Reading text:
=-=-=

Conservatives in the early 1990s turned to talk radio as their main venue to hash out politics while liberals dominated fake comedy news shows on television, says Paul Lewis, a Boston College English professor and author of “Cracking Up: American Humor in a Time of Conflict.”
“Inspired by Rush Limbaugh, conservative radio relies on what I call ‘rage-icule,’ an angry form of mockery that not only criticizes but also scorns its targets,” Lewis says.
Though conservative comedians exist — Dennis Miller or “Saturday Night Live’s” Victoria Jackson — conservative comedy hasn’t had as much mainstream success, Lewis says. In early 2007, Fox News attempted to launch a conservative version of “The Daily Show” called “The ½ Hour News Hour.” But after just 13 episodes, the show was canceled.
The show took lobs at “easy targets,” poking fun at Hillary Rodham Clinton, Al Gore and global warming — but a lot of material was off-limits because they feared Republicans being branded racist or insensitive, says a former co-producer.
One of the few right-leaning comics is Nick Di Paolo, who has written for “Saturday Night Live.” Di Paolo, who is socially liberal but economically conservative, has a one-hour special, “Nick Di Paolo Raw Nerve,” airing Saturday on Showtime, in which he takes swipes at favorite targets, such as President Obama and labor unions.

=-=-=

Assigned task A: In the text on conservative comedy, how many episodes of "The ½ Hour News Hour" aired before it was canceled?
Assigned task B: From the text on conservative comedy, write out the passage that begins at the words "Though conservative comedians" and stops after the words "a former co-producer.".

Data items
=-=-=

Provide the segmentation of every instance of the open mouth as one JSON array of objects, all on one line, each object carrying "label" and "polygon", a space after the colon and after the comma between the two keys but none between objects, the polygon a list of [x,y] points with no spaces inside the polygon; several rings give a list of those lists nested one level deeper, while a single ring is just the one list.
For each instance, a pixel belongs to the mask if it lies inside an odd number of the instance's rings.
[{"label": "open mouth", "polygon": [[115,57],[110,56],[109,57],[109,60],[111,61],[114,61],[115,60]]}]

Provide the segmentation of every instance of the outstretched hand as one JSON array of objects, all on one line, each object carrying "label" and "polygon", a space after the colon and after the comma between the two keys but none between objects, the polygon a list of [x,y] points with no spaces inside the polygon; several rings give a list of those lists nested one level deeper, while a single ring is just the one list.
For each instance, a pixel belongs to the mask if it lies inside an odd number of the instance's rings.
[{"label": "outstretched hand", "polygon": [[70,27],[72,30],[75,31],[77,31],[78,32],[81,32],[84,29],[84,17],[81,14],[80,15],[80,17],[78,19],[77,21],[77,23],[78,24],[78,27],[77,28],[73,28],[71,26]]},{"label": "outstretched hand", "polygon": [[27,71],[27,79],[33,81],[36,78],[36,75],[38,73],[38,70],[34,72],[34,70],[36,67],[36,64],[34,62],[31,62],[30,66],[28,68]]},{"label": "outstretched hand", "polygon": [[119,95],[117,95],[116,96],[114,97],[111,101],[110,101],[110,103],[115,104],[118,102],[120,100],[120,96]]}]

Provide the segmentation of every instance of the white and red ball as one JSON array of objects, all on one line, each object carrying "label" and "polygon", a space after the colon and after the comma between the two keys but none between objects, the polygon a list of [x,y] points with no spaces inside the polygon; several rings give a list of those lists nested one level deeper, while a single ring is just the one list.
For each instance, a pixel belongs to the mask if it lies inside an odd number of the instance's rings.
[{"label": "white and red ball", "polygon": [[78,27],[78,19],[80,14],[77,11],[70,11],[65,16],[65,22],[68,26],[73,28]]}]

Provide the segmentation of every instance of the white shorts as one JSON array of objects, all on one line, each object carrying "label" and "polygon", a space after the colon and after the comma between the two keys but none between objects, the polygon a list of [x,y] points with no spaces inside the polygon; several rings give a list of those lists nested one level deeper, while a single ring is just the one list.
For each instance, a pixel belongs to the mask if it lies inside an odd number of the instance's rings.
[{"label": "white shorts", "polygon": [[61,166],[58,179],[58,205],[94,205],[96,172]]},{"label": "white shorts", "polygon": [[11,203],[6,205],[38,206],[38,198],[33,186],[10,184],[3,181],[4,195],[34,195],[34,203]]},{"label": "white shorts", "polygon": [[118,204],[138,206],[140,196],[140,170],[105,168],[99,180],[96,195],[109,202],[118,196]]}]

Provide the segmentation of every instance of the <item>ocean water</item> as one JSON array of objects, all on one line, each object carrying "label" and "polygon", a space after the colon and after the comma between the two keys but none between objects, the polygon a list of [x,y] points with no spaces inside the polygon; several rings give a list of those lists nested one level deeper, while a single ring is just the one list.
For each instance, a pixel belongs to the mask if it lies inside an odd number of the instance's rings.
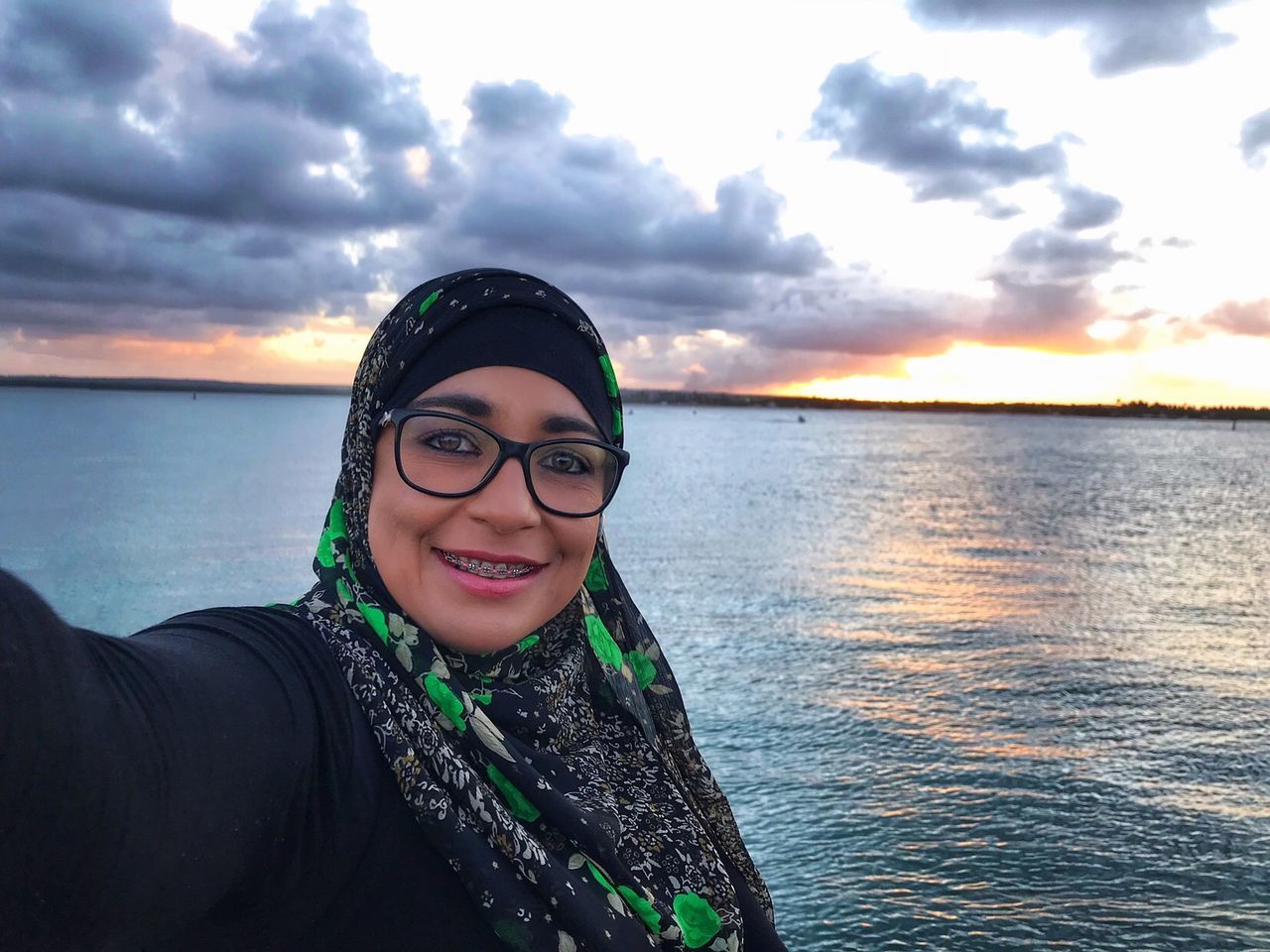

=-=-=

Worked solution A: 13 episodes.

Worked solution B:
Though conservative comedians exist — Dennis Miller or “Saturday Night Live’s” Victoria Jackson — conservative comedy hasn’t had as much mainstream success, Lewis says. In early 2007, Fox News attempted to launch a conservative version of “The Daily Show” called “The ½ Hour News Hour.” But after just 13 episodes, the show was canceled.
The show took lobs at “easy targets,” poking fun at Hillary Rodham Clinton, Al Gore and global warming — but a lot of material was off-limits because they feared Republicans being branded racist or insensitive, says a former co-producer.